== Data shown

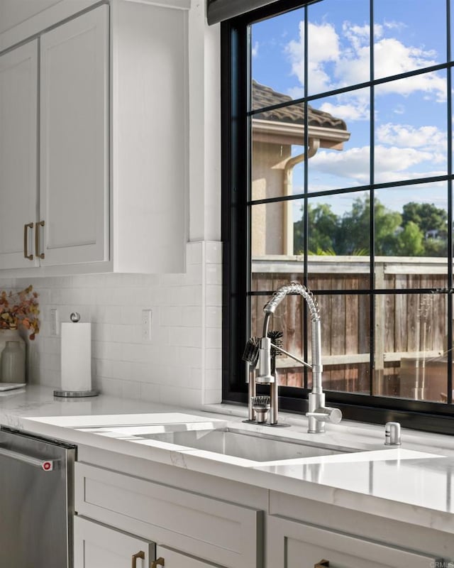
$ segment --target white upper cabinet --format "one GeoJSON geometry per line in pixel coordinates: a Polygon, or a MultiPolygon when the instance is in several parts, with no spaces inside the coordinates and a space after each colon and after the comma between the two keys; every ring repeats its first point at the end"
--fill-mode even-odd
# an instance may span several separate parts
{"type": "Polygon", "coordinates": [[[35,265],[38,42],[0,56],[0,267],[35,265]]]}
{"type": "Polygon", "coordinates": [[[40,62],[41,264],[109,260],[109,7],[43,34],[40,62]]]}
{"type": "Polygon", "coordinates": [[[184,271],[188,9],[111,0],[0,55],[1,275],[184,271]]]}

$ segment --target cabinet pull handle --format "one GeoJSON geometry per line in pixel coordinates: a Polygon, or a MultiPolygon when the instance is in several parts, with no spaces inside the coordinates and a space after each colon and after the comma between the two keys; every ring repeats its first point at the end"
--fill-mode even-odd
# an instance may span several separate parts
{"type": "Polygon", "coordinates": [[[44,221],[38,221],[35,231],[35,254],[38,258],[44,258],[44,253],[40,253],[40,226],[44,225],[44,221]]]}
{"type": "Polygon", "coordinates": [[[23,226],[23,258],[29,261],[33,260],[33,255],[28,254],[28,229],[33,229],[33,223],[26,223],[23,226]]]}
{"type": "Polygon", "coordinates": [[[136,568],[138,558],[141,558],[143,560],[145,560],[145,552],[143,550],[140,550],[140,552],[136,552],[135,555],[133,555],[131,568],[136,568]]]}

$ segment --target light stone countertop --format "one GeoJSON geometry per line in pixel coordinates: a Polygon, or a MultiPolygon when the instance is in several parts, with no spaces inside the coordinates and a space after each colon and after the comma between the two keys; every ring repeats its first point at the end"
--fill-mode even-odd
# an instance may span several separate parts
{"type": "Polygon", "coordinates": [[[54,397],[50,388],[38,386],[0,395],[4,426],[454,533],[454,437],[403,429],[402,447],[387,448],[383,427],[345,421],[328,425],[324,434],[310,435],[306,419],[295,415],[280,416],[292,427],[270,429],[240,424],[245,417],[240,407],[219,405],[209,410],[103,395],[68,400],[54,397]],[[121,432],[125,425],[197,422],[240,424],[265,435],[356,452],[260,463],[133,438],[121,432]],[[109,431],[109,426],[117,427],[109,431]],[[96,433],[103,427],[107,431],[96,433]]]}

====

Required work ▸ Rescale everything from the line containing "segment --target cabinet" down to the end of the records, both ends included, and write all those lines out again. Multiply each pixel coordinate in the outlines by 0.25 and round it to a whole number, with halves going up, leaving every other line as it is.

Answer to the exercise ▸
$ segment --target cabinet pull handle --format "one GeoJSON geometry per line in pixel coordinates: a Polygon, or a MultiPolygon when the instance is in several parts, with no spaces inside the coordinates and a space after each colon and after the comma between the two keys; every ring repeats its first point at the end"
--fill-mode even-odd
# an instance may span several separate parts
{"type": "Polygon", "coordinates": [[[11,55],[10,55],[9,58],[9,64],[10,65],[11,65],[11,63],[10,63],[10,57],[11,56],[11,55]]]}
{"type": "Polygon", "coordinates": [[[6,57],[6,65],[7,65],[8,65],[8,64],[7,64],[7,57],[8,57],[8,56],[7,56],[6,57]]]}
{"type": "Polygon", "coordinates": [[[34,142],[35,140],[35,140],[36,140],[36,140],[36,138],[36,138],[35,138],[35,138],[34,138],[34,139],[33,139],[33,142],[34,142]]]}

$ segment --target light stone countertop --format "one GeoJSON geometry per line in pixel coordinates: a Polygon, or a MultiPolygon when the instance is in several parts, with no spaces inside the coordinates and a space after each colon and after the comma between the two keys; every ring repeats its first point at the end"
--fill-mode even-odd
# an instance may span several separate parts
{"type": "Polygon", "coordinates": [[[14,99],[13,97],[10,97],[0,99],[1,107],[114,133],[114,109],[101,107],[101,112],[97,112],[96,107],[86,105],[82,106],[81,109],[78,109],[77,105],[74,104],[70,104],[73,107],[68,107],[60,106],[61,104],[60,102],[55,101],[52,103],[26,99],[17,100],[14,99]],[[30,108],[31,106],[49,106],[60,106],[66,109],[89,113],[65,116],[33,110],[30,108]],[[27,108],[27,107],[29,107],[27,108]],[[24,108],[26,107],[27,108],[24,108]]]}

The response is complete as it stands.